> _Short problem_
Count the lines of the records that contain the string "cabinet", treating uppercase and lowercase as different, and give only the number.
———
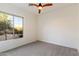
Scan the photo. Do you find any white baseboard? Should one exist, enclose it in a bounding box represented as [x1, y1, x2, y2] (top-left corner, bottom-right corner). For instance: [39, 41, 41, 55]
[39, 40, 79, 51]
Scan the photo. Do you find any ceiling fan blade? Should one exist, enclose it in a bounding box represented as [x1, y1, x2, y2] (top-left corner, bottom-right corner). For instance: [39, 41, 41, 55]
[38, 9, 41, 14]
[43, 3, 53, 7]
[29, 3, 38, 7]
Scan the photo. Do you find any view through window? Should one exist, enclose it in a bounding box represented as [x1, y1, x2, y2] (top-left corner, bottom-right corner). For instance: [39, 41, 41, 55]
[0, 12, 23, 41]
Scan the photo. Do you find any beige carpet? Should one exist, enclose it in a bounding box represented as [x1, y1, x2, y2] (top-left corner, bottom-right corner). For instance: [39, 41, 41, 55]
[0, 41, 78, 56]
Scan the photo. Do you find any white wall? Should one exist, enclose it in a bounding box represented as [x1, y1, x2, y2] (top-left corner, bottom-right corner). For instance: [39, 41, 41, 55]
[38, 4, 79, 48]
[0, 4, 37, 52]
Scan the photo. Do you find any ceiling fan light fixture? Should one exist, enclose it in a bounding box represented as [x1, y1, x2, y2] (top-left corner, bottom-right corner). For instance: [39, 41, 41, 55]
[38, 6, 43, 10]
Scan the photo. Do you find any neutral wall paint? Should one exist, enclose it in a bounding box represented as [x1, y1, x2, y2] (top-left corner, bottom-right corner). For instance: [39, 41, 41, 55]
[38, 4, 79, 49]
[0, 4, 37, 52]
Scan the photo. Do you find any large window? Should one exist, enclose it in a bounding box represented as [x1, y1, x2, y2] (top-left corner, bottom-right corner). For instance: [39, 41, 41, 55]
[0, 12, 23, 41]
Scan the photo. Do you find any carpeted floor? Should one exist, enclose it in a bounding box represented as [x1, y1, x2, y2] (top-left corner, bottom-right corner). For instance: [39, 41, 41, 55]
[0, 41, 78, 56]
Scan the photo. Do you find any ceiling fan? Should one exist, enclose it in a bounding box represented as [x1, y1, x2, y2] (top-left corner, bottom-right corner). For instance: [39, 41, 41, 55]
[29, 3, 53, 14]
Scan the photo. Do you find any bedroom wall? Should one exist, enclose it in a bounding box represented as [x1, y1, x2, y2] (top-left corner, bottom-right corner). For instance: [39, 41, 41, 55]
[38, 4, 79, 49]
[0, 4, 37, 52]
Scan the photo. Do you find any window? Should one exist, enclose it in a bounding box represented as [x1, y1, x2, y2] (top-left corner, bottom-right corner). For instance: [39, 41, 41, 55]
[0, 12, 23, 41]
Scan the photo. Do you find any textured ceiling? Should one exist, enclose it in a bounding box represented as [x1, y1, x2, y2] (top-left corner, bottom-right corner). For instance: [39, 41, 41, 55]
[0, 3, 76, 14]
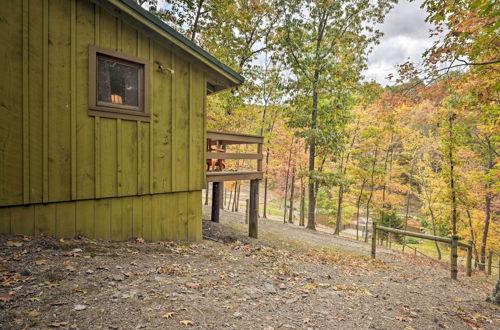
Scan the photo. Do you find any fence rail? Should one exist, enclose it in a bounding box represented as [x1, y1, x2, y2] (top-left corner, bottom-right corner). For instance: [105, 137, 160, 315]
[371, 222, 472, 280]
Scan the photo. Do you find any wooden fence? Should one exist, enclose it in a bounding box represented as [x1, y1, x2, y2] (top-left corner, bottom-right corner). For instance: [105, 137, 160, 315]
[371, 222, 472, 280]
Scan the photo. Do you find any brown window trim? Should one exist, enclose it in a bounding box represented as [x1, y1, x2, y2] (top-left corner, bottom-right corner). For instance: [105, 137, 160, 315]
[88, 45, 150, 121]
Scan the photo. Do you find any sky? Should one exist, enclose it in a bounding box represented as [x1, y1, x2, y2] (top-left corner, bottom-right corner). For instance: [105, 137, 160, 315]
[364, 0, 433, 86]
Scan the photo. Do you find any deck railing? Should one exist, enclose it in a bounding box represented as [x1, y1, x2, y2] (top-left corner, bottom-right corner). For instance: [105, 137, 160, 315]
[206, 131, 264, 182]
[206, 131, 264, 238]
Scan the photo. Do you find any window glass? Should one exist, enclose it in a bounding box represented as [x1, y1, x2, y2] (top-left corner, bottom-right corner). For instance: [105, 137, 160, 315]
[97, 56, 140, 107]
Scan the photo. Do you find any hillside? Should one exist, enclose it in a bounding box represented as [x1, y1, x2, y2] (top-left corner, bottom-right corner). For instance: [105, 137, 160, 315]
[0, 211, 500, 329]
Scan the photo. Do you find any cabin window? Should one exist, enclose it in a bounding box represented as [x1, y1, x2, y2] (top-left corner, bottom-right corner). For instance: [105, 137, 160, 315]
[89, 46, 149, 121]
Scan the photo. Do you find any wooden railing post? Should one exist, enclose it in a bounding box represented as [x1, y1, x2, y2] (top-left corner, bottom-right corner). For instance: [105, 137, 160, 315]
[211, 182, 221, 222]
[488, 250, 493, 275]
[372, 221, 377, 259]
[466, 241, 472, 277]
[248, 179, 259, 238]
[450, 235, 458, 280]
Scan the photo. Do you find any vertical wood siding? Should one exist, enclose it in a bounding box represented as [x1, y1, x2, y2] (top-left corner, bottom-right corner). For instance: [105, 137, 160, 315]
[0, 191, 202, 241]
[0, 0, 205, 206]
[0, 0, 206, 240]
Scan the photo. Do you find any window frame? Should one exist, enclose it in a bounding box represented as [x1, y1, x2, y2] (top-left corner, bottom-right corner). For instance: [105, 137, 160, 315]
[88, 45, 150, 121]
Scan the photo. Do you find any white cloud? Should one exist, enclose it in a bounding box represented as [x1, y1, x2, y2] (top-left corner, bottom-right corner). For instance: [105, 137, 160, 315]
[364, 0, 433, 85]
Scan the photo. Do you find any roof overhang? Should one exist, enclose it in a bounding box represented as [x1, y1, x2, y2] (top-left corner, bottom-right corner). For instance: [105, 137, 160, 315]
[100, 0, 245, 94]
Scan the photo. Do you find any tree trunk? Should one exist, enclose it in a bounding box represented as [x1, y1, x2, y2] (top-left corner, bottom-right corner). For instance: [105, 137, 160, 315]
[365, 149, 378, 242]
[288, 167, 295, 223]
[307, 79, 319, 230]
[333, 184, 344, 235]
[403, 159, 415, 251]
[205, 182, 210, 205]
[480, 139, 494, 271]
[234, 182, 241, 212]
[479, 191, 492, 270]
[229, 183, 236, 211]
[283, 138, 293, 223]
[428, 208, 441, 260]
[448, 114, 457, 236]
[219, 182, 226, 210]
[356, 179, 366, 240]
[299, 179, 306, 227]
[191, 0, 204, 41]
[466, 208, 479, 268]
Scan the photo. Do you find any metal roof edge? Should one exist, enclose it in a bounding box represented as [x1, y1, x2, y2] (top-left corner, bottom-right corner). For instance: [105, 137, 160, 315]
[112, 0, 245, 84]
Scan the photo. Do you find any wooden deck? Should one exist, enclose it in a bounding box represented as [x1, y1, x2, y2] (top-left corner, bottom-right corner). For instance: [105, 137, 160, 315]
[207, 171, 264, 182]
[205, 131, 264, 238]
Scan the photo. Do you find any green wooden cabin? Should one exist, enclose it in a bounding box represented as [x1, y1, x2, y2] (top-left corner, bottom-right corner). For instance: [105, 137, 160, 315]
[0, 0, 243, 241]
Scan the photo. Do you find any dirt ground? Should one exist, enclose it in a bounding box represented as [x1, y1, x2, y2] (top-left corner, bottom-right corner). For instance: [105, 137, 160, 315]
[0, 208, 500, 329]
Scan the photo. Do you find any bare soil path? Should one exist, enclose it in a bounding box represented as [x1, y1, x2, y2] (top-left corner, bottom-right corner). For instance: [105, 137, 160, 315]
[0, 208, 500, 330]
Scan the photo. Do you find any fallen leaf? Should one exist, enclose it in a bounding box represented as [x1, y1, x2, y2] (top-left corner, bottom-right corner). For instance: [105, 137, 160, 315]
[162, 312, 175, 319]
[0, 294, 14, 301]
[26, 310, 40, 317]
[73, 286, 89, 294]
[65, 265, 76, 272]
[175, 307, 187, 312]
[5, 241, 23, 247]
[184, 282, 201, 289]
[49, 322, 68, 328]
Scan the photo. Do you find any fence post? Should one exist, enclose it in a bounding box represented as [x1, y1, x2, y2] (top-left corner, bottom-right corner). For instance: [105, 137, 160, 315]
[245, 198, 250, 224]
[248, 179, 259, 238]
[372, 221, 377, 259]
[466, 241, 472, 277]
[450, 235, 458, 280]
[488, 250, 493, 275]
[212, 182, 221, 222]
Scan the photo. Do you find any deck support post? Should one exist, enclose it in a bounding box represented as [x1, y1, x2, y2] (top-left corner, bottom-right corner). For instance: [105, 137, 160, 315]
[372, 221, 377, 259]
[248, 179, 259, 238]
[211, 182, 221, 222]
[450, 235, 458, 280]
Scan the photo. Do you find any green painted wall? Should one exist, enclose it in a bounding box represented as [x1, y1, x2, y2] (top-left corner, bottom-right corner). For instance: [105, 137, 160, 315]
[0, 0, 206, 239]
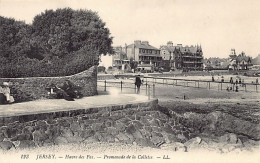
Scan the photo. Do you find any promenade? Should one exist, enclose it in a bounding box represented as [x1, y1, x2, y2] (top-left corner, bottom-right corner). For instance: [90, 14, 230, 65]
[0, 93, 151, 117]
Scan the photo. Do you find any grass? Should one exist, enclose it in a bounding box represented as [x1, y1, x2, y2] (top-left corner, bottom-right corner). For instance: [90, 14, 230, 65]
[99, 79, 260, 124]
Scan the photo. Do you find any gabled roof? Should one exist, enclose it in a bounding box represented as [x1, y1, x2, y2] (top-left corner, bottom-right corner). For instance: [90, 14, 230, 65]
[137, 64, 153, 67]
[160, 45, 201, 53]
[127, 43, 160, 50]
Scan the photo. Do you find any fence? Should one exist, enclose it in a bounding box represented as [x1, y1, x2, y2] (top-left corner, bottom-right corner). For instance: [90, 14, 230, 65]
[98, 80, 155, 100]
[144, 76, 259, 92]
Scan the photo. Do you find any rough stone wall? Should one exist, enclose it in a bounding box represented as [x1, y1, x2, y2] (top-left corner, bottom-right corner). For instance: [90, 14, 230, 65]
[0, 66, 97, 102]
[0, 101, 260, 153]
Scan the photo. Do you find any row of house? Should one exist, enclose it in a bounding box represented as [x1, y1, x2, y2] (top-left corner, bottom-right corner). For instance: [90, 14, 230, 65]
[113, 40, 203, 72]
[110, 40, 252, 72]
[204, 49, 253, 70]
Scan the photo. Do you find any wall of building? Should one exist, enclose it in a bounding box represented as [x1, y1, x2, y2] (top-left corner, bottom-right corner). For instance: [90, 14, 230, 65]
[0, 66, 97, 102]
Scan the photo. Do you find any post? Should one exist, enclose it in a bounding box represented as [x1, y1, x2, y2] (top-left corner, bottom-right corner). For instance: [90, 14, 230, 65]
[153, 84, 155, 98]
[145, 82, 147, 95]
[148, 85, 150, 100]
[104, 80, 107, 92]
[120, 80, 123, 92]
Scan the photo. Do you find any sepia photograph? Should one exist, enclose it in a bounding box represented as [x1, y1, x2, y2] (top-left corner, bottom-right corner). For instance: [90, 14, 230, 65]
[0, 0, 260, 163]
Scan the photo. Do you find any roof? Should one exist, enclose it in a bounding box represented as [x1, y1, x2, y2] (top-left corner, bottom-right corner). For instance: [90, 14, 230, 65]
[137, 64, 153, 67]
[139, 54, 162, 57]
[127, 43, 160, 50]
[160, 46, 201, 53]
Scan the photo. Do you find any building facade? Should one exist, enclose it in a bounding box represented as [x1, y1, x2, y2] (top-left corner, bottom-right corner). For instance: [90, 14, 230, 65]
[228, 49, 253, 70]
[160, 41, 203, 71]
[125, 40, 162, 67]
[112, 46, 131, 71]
———
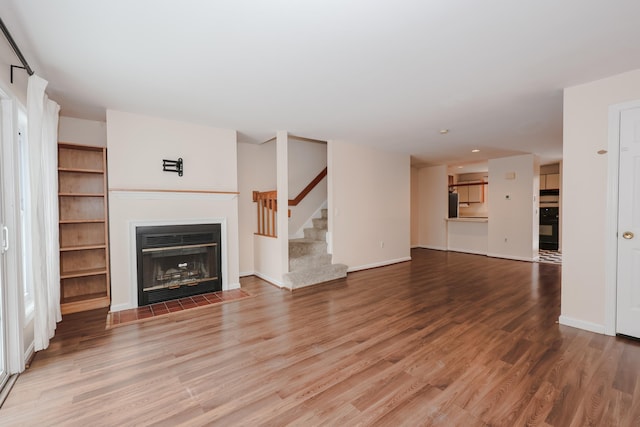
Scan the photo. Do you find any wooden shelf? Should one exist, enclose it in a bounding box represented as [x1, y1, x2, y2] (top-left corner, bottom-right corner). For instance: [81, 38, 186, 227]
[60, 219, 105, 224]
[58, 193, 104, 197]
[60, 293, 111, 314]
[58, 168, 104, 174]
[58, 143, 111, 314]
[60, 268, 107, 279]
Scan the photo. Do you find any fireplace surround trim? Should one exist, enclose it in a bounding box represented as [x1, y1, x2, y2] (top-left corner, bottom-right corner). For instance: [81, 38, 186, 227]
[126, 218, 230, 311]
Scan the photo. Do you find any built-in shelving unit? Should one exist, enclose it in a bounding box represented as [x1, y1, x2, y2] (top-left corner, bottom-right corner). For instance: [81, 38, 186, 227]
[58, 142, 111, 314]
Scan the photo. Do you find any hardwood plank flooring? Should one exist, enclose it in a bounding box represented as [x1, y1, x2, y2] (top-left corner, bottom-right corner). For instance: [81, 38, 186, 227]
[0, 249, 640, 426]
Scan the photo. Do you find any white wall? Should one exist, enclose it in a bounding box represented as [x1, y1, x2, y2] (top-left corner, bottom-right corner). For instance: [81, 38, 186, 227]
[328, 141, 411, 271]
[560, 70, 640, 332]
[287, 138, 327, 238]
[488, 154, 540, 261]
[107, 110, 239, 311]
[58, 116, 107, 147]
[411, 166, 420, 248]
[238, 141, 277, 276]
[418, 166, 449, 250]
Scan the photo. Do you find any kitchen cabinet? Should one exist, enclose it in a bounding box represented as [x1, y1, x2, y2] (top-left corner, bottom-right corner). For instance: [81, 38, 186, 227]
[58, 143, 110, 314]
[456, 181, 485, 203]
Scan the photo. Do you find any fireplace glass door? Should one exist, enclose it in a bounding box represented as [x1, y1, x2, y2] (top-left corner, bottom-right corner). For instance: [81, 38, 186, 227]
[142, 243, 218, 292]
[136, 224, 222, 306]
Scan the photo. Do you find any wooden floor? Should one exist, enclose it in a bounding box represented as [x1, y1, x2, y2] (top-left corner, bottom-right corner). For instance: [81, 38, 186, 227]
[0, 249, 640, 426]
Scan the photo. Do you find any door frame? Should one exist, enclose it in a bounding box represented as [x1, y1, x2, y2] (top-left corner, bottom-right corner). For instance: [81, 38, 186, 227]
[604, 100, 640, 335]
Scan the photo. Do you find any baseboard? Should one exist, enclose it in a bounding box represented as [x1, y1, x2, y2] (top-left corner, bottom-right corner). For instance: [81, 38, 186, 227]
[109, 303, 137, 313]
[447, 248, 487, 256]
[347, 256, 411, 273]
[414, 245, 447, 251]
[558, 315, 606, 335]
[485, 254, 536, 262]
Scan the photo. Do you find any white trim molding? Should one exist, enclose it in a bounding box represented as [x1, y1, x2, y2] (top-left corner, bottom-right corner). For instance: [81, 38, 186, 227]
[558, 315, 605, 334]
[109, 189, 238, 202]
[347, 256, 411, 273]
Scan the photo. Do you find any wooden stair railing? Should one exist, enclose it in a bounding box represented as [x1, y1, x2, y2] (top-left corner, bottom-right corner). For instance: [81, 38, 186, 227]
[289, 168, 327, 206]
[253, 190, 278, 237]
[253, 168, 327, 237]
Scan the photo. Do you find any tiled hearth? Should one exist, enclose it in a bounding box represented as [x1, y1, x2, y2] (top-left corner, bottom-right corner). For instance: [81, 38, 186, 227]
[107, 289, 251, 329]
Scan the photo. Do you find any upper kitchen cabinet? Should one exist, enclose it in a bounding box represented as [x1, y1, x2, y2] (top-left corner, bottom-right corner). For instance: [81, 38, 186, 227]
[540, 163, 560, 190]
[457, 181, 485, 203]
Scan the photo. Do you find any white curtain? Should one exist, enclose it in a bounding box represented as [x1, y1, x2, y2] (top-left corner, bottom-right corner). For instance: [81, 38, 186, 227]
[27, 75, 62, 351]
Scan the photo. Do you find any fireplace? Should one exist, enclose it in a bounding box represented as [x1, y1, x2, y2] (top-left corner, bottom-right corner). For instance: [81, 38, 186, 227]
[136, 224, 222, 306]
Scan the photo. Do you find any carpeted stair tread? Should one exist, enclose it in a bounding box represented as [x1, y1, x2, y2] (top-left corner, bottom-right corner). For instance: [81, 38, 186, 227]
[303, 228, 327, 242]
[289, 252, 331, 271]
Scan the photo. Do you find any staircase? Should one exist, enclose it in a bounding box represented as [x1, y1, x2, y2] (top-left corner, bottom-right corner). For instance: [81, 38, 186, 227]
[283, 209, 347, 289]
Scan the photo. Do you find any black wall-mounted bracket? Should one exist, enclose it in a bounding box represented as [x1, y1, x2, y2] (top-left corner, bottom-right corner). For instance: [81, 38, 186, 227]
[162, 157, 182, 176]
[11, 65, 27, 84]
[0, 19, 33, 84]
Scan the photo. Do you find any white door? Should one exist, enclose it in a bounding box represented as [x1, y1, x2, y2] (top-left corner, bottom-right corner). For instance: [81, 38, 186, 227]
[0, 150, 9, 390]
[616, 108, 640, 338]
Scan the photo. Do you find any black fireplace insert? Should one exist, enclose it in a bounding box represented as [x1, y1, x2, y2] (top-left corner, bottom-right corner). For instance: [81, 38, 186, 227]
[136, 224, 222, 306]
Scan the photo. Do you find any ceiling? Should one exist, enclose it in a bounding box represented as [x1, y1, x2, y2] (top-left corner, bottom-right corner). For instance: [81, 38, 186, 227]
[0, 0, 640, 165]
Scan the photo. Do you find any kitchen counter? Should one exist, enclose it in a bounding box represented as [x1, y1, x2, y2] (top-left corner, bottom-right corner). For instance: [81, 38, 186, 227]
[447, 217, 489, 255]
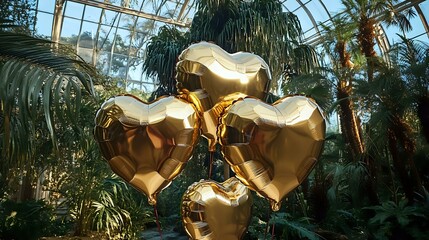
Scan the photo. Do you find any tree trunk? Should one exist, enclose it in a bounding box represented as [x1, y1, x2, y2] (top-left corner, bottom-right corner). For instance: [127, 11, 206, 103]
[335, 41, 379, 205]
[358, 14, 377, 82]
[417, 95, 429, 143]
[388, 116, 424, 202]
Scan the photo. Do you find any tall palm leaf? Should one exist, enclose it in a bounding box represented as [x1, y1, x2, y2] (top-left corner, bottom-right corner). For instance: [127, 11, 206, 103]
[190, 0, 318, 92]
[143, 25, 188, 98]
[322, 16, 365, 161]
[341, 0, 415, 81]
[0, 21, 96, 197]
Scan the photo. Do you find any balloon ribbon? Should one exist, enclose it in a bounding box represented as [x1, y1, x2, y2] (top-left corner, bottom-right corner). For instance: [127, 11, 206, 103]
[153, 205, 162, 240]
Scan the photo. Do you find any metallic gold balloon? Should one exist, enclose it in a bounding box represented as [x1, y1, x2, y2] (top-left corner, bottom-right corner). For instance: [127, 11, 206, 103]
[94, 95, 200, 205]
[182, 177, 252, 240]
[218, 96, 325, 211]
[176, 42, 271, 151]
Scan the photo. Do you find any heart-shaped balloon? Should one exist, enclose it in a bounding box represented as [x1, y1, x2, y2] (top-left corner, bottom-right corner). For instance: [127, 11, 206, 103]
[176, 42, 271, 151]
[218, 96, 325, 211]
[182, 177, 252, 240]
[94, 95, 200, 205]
———
> _Response to this exercise_
2